Reproduce word for word the part of the records starting at the line that contains "Find the parked car;" and ending at the final line of the records.
==== DATA PROVIDED
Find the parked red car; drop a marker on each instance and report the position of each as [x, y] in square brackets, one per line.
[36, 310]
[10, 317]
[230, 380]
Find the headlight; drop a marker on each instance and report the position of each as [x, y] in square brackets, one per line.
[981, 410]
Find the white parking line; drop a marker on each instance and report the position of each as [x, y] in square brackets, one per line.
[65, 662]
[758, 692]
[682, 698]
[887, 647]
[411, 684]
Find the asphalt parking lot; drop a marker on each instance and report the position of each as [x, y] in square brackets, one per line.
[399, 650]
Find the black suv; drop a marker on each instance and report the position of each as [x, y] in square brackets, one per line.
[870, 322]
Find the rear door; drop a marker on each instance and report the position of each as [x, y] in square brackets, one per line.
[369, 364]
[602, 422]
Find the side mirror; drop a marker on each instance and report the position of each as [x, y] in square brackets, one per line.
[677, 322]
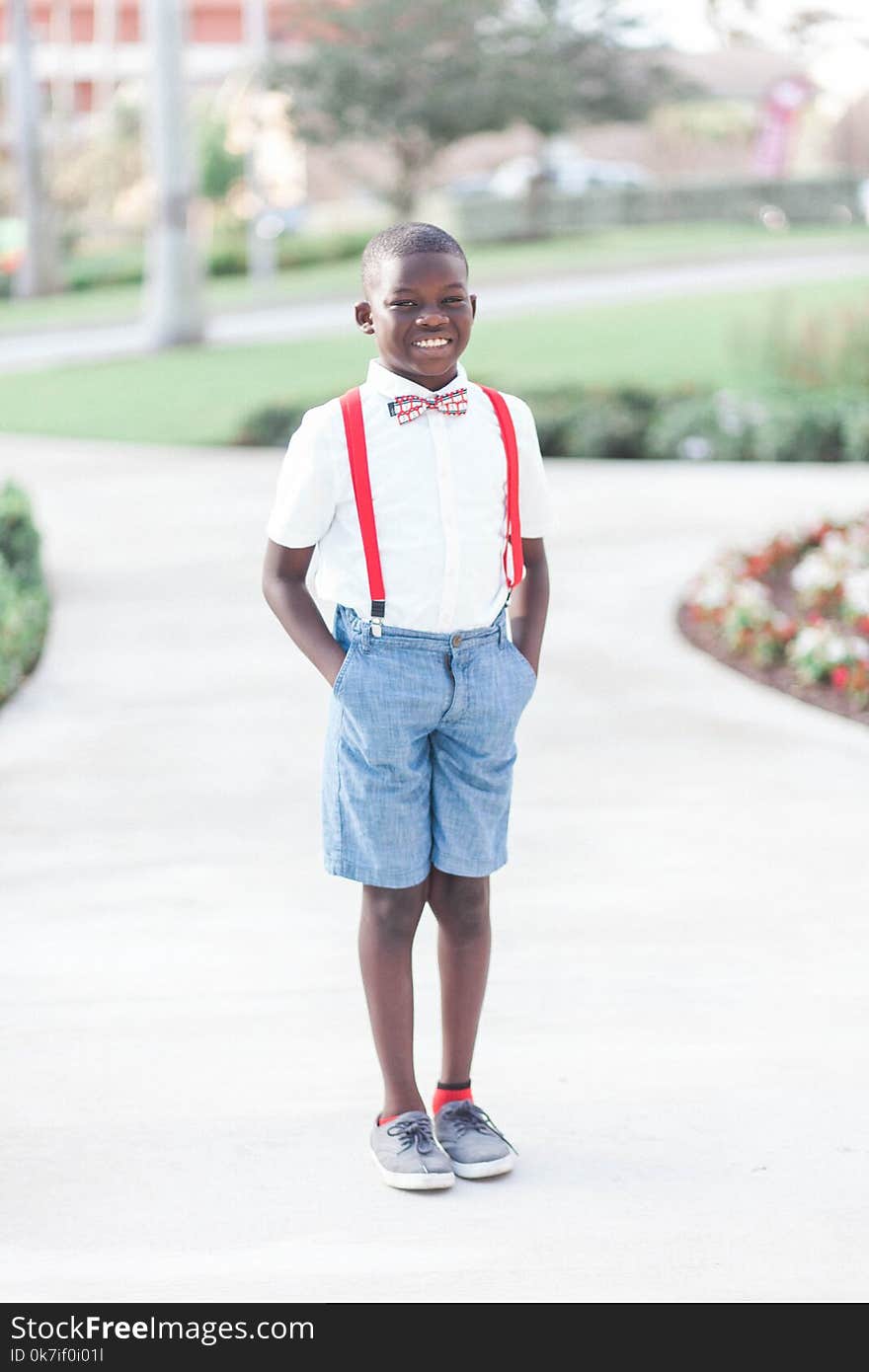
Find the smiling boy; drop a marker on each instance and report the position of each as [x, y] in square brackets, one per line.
[426, 499]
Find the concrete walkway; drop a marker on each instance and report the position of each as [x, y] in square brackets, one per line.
[283, 323]
[675, 1028]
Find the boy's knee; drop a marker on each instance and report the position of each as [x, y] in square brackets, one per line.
[394, 911]
[460, 904]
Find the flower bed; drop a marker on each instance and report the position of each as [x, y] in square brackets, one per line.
[794, 614]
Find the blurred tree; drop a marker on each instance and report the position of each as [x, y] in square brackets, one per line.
[38, 273]
[416, 78]
[218, 168]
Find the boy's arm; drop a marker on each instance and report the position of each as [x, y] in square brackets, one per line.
[284, 589]
[530, 601]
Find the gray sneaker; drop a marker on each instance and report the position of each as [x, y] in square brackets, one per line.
[408, 1156]
[475, 1146]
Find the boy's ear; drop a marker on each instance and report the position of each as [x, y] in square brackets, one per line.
[362, 317]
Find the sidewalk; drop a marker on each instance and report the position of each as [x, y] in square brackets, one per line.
[675, 1028]
[565, 292]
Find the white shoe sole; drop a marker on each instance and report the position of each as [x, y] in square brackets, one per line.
[471, 1171]
[415, 1181]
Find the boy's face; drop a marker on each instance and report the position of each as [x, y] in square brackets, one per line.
[421, 316]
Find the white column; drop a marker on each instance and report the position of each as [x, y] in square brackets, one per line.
[38, 273]
[173, 281]
[261, 253]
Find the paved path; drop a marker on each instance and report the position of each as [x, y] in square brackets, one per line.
[562, 292]
[675, 1028]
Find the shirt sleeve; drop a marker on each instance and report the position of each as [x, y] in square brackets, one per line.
[305, 499]
[535, 507]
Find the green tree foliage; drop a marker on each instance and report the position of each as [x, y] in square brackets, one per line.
[418, 77]
[217, 166]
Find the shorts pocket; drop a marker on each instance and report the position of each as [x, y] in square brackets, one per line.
[521, 660]
[342, 670]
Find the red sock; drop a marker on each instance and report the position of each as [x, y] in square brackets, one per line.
[450, 1091]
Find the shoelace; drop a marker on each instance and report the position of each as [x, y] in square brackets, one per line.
[465, 1115]
[414, 1133]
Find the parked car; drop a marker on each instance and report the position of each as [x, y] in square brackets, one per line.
[570, 176]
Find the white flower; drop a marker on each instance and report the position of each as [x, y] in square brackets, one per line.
[815, 572]
[750, 594]
[857, 590]
[809, 639]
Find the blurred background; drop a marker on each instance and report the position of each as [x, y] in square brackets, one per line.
[672, 196]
========
*TASK OUTPUT*
Find the parked car; drop a marker on each instance and report the position of each as [x, y] in square brackets, one per line.
[570, 176]
Find the white flower; drop a marker on each instance and report the position of each as [x, y] in square brackets, one per line.
[815, 572]
[750, 594]
[857, 590]
[809, 639]
Find the blurred background; drop a marker on each instance and report the position of each as [x, y] in square brackets, one per line.
[672, 196]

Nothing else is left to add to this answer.